#### PROVIDED PASSAGE:
---*---

Psalm 118: 19-26; 1 Peter 2: 4-8
Steve Lindsley
May 29, 2011
This past week I learned something new about our church. I learned that we have a cornerstone. I had to get Mike Branch to help me find it, though. There I was this past Wednesday morning, scrounging behind the huge rhododendron bushes that grow along the outside of our sanctuary, Mike guiding me on the cell phone. I’m sure it was quite a sight for those on Main Street – what is that crazy Presbyterian minister up to now?! Eventually we found it – not near the main door as we suspected. It’s actually just outside this door to the right, a few feet above the ground, barely visible behind the bushes. There’s a picture of it on the front of the bulletin, you may have noticed. And unlike the coarse granite of the rest of the building, this stone is smooth. You’ll see it has the church’s name and year etched into it: First Presbyterian Church, 1910.
Quick history lesson: you’ll recall that, while our church was founded in 1858, the original sanctuary was destroyed in a fire around the turn of the century. The sanctuary we’re worshipping in now was built soon after, marked by this cornerstone that still exists 101 years later. How’s that for longevity!
What you may not realize is that cornerstones in our day are different than what they were back in Biblical times. For us they are nothing more than markers; signifying a point in history when a building was built. Sometimes cornerstones have a hollow space inside that serves as a time capsule, where churches can leave pictures and documents to be opened at a later date (ours does not have that, by the way).
But perhaps the biggest difference is that our cornerstone is not a foundational part of the structure, like they were in days of old. Our stone could be removed and the building would continue to stands. But that’s not the case with cornerstones in Biblical days. By design, they were THE foundational piece of the whole structure. Cornerstones were the very first stone placed, and it was put – not surprisingly – at the corner. Therefore it held up not one wall but two – and, in essence, it really held up all four. A cornerstone was larger than all the others – so it was easily recognized. It had to be exactly the right size, exactly the right cut, and placed exactly where it needed to be. Any variation and the building it supported would not stand the test of time.
It shouldn’t come as a surprise, then, that when the Hebrew people wanted a metaphor to describe the God they worshipped, and how that God was the foundation of their faith, and how everything they believed in and their very lives depended on that foundation, it’s not surprising that they would speak of a cornerstone. It’s not used much in scripture – only eleven times, including the two passages so wonderfully read today by our SPARK children. But it gets the point across – the idea that God is foundational, that God is worthy of our complete trust, that God is someone we can lean on and rely on as people of faith. Especially as we make our way in a chaotic, unpredictable world.

---*---

#### RECORDED INFORMATION:
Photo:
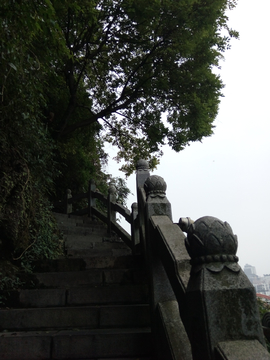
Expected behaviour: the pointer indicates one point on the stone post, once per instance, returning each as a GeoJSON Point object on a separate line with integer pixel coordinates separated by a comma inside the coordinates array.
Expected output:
{"type": "Point", "coordinates": [142, 168]}
{"type": "Point", "coordinates": [221, 300]}
{"type": "Point", "coordinates": [111, 214]}
{"type": "Point", "coordinates": [91, 199]}
{"type": "Point", "coordinates": [135, 234]}
{"type": "Point", "coordinates": [68, 206]}
{"type": "Point", "coordinates": [160, 287]}
{"type": "Point", "coordinates": [142, 174]}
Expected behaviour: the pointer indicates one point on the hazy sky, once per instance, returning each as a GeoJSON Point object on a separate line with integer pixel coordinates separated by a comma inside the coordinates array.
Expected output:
{"type": "Point", "coordinates": [228, 174]}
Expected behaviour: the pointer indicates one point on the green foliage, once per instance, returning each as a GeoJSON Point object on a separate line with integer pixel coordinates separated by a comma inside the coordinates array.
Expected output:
{"type": "Point", "coordinates": [145, 71]}
{"type": "Point", "coordinates": [74, 74]}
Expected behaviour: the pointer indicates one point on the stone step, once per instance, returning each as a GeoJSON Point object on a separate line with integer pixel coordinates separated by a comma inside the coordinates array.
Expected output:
{"type": "Point", "coordinates": [115, 258]}
{"type": "Point", "coordinates": [76, 344]}
{"type": "Point", "coordinates": [88, 317]}
{"type": "Point", "coordinates": [77, 242]}
{"type": "Point", "coordinates": [96, 295]}
{"type": "Point", "coordinates": [80, 220]}
{"type": "Point", "coordinates": [79, 260]}
{"type": "Point", "coordinates": [89, 277]}
{"type": "Point", "coordinates": [83, 230]}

---*---

#### WORK TO DO:
A - Answer these about the cornerstone sermon:
(i) What year is carved into the church's cornerstone?
(ii) In what year was the church founded?
(iii) How many times does scripture use the cornerstone image?
B - Write out the part of the cornerstone sermon that starts at the words "Quick history lesson: you’ll" and ends after "by the way).".
C - Pick up the sermon on the church's cornerstone right after its final sentence and keep writing.
The data isn't needed for any of this.

#### FINAL RESULTS:
A -
(i) 1910
(ii) 1858
(iii) Eleven times

B -
Quick history lesson: you’ll recall that, while our church was founded in 1858, the original sanctuary was destroyed in a fire around the turn of the century. The sanctuary we’re worshipping in now was built soon after, marked by this cornerstone that still exists 101 years later. How’s that for longevity!
What you may not realize is that cornerstones in our day are different than what they were back in Biblical times. For us they are nothing more than markers; signifying a point in history when a building was built. Sometimes cornerstones have a hollow space inside that serves as a time capsule, where churches can leave pictures and documents to be opened at a later date (ours does not have that, by the way).

C -
Which is why this image resonated so strongly with the audience Peter was writing to. Written sometime in the late first century, 1 Peter was directed at a particular community of faith with the intention of encouraging them through difficult times of suffering. But the thing is, their suffering wasn’t coming from physical persecution or the threat of death, as we hear about happening elsewhere. No, their suffering was due more to social exclusion. See, because of their belief in Jesus, these early Christians were not allowed to participate in the daily commerce of a pagan culture, not able to use coins with idols engraved on them. So they were ridiculed for this and other oddities: allegiance to a single God in a world of many Gods; to the son of a deity who died the death of a criminal. Those early Christians Peter wrote to were looked down on as strange outcasts with strange beliefs in a strange God. And because of that, they didn’t feel like they belonged anywhere.
We know what that’s like from time to time, don’t we? We know what it’s like to feel out of place, to feel as if we are strangers in a strange land? You remember that feeling when you were younger, maneuvering through the difficult waters of adolescence, trying to find yourself through the circle of friends you associated with? You remember what it was like when you were in a particular circle and you just knew it wasn’t yours? That helpless feeling inside, trying to find your way, trying to find yourself?
We all have this inner need to belong somewhere to someone! And that’s why Peter wrote the letter he did – bringing up, among other things, the cornerstone. Something solid and sure, immovable, foundational. Don’t you think that must’ve been a comforting message for those early Christians? They had lost something near and dear to them by going the way of Jesus – they had lost the temple in Jerusalem, the physical home of their faith for generations. It had been part of that faith, enmeshed in their very soul.
But now, Peter tells them, the “temple” they worship in is not some far-off structure. It’s right there in their very midst! Their cornerstone is not some over-sized hunk of rock that rests at a building’s foundation. Their cornerstone is the presence of God in their fellowship! And the walls of the temple are not constructed with your average, run-of-the-mill stones. No, Peter tells them – they are now the stones, embodying the presence of almighty God in their gathering. Living stones!
You know, that’s a strange pairing of words, don’t you think – “living stones?” The two words don’t seem to really go together. And it’s not just the fact that rocks aren’t alive. If something is “living,” it’s vibrant – teeming with activity, breathing, moving, changing and evolving. Stones are nothing more than masses of mineral, inanimate, unmoving, unchanging. How can stones ever show any signs of life?
You remember that story about Jesus in Jerusalem, when the crowd welcomed him on that first Palm Sunday? You remember how they were singing and shouting praises to Jesus: Hosanna in the Highest! Blessed is he who comes in the name of the Lord! And how among them were a few who weren’t singing and shouting, who were worried about what this all meant, who were maybe even offended by it. And so they go to Jesus, the object of the crowd’s affection, and they beg him to tell everyone to shut up, be quiet, keep it down!
You remember how Jesus responded? He told them it wouldn’t make a difference if he did – because even if the crowds did get quiet, even if they didn’t sing or shout another word, those praises would still bellow forth because the rocks and stones would pick up the slack!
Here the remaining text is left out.